§ DATA FOR PROCESSING:
◆ ◆ ◆ ◆

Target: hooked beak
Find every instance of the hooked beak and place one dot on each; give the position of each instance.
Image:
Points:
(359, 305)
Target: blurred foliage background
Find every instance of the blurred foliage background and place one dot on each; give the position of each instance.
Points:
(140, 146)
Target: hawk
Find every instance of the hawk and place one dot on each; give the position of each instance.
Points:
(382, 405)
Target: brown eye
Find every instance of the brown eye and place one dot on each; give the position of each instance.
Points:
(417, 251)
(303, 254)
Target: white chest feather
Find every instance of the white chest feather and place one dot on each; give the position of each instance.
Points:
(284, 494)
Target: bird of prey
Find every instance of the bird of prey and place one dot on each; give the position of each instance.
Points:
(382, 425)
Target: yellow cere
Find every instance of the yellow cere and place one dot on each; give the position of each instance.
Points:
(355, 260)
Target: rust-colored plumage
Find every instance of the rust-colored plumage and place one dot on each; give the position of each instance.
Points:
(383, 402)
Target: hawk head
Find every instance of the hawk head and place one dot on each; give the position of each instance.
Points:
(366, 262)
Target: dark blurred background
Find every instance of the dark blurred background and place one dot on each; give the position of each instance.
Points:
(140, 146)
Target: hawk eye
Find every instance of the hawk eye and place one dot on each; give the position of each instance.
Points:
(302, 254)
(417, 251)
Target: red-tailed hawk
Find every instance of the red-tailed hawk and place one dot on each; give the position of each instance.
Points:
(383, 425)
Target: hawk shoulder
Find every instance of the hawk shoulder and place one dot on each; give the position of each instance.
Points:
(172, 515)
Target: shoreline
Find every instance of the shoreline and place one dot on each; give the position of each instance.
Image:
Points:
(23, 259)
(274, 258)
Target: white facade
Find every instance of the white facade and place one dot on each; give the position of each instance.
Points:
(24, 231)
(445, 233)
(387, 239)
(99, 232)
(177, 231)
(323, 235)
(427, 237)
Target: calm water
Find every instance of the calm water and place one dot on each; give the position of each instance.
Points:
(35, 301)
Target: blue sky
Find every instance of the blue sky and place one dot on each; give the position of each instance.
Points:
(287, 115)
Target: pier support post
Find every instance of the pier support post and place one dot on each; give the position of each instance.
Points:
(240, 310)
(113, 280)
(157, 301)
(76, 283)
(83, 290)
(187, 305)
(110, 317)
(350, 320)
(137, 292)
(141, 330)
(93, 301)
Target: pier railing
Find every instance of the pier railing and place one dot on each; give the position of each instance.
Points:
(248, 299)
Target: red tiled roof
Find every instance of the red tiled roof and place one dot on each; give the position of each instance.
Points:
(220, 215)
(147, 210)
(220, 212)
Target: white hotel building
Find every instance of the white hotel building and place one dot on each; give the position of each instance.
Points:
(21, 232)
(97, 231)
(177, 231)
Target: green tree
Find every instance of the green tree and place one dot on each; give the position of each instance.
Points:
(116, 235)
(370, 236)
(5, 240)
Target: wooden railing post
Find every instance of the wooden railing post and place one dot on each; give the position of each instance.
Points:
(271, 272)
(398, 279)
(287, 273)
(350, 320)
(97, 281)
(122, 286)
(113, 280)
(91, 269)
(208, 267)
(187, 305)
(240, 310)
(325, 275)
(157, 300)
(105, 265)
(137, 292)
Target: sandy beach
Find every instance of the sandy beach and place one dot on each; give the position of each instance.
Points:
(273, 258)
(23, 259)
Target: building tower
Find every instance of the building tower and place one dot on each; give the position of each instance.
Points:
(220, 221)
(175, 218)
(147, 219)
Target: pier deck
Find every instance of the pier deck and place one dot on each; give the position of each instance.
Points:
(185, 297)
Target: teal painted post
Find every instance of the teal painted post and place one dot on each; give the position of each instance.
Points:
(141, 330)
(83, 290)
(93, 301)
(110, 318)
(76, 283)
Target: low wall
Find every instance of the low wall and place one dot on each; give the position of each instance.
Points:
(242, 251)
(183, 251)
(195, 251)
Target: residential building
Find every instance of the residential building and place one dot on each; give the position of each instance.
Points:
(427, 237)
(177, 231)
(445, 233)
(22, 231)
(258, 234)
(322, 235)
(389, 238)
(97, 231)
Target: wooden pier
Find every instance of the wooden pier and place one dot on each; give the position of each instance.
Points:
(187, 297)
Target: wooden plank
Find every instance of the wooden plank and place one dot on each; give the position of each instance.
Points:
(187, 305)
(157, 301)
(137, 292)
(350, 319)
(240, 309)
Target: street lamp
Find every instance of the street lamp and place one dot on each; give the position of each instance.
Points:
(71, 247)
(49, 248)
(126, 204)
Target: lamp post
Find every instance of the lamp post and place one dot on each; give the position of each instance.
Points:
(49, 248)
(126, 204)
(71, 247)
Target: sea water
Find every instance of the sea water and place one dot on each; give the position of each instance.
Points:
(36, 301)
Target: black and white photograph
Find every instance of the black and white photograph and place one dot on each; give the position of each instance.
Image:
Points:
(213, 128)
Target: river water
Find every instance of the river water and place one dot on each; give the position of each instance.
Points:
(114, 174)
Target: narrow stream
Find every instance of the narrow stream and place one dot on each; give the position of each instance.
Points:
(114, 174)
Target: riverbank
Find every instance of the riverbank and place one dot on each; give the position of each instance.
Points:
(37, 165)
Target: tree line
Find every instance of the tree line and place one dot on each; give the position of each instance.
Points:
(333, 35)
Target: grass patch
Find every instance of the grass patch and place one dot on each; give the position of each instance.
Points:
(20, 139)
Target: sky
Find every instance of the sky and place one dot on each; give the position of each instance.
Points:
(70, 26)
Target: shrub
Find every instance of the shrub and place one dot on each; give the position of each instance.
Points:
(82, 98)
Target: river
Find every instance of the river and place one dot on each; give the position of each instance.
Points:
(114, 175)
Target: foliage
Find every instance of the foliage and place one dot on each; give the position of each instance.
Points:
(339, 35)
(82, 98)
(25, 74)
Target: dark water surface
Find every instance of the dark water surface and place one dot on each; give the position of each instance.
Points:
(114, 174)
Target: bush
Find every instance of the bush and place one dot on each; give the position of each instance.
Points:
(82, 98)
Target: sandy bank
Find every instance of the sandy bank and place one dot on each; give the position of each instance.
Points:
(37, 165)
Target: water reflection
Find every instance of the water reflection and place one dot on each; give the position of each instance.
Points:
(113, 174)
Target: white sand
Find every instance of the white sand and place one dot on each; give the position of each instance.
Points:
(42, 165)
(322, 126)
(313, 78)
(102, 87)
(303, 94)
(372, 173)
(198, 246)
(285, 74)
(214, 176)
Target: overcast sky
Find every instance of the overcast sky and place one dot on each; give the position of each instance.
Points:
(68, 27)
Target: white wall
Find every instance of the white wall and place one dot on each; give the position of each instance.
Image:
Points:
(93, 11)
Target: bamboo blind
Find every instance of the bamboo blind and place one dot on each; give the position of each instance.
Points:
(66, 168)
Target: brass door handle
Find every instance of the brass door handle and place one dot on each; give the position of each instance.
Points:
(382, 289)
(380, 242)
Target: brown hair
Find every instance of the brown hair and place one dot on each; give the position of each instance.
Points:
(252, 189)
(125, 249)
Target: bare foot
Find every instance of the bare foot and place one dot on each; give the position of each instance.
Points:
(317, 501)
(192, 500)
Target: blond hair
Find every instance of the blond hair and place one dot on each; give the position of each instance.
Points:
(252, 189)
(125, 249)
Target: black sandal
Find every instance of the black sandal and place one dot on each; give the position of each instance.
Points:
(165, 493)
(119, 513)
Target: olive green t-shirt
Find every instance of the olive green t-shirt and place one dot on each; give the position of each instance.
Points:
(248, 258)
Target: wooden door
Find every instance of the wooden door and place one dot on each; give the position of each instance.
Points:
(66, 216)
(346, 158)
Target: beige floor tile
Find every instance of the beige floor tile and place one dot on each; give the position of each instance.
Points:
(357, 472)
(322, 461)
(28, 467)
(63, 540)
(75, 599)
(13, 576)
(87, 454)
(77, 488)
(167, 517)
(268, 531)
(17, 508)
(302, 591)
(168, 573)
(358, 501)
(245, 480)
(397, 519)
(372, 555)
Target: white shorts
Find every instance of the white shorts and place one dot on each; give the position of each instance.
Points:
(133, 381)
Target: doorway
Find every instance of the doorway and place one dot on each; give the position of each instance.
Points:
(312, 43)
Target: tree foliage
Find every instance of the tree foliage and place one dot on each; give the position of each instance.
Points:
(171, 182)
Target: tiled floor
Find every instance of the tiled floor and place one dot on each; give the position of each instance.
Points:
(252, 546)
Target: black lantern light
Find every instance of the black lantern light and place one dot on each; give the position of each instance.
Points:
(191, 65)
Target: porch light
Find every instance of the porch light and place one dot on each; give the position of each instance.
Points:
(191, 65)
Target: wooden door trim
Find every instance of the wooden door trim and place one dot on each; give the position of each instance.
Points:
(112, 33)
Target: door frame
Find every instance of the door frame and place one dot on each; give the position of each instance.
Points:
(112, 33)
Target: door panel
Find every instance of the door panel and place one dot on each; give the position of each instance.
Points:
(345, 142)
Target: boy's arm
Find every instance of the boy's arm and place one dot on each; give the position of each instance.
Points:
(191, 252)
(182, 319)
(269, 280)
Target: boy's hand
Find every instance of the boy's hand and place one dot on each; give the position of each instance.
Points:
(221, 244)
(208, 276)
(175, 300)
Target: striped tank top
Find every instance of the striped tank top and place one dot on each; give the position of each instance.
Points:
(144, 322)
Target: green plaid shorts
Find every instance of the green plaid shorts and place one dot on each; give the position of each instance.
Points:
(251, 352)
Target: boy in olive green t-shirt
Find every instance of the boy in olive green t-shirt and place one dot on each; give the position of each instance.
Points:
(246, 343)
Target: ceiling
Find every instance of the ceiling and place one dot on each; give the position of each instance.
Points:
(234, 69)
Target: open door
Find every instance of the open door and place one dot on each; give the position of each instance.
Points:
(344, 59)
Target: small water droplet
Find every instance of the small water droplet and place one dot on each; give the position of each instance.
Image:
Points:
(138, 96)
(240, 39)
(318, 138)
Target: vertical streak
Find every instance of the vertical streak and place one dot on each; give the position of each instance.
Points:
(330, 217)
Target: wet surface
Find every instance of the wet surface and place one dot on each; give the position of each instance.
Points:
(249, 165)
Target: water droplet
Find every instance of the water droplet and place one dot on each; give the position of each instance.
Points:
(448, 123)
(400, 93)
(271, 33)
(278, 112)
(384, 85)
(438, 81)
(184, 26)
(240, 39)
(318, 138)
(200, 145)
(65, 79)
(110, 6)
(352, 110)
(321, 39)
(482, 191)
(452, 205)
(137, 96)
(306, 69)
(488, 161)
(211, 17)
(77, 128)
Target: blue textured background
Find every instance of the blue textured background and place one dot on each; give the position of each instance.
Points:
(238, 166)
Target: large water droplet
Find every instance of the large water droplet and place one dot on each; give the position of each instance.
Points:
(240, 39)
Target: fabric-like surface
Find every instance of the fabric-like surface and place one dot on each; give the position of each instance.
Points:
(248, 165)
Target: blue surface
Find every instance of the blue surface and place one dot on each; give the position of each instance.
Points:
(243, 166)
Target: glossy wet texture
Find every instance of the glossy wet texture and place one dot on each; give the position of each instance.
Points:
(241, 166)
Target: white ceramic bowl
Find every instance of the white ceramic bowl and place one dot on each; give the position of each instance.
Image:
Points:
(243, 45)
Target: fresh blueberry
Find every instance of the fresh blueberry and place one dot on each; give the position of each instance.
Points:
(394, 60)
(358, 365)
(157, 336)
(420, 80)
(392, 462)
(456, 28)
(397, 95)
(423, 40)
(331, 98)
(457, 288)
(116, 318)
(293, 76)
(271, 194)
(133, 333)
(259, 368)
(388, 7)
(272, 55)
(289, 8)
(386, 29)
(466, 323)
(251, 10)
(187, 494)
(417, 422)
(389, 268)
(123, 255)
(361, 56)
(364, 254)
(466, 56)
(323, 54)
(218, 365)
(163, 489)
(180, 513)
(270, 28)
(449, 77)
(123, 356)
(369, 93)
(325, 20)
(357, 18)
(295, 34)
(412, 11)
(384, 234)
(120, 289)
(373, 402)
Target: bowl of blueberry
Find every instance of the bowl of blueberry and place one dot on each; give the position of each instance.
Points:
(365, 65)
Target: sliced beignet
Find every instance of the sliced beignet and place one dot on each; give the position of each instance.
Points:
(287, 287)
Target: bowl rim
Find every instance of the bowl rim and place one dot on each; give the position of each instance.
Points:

◆ ◆ ◆ ◆

§ ASSIGNMENT: Your answer should consist only of the count of lines in the data that contain "bamboo".

§ ANSWER SPACE: 2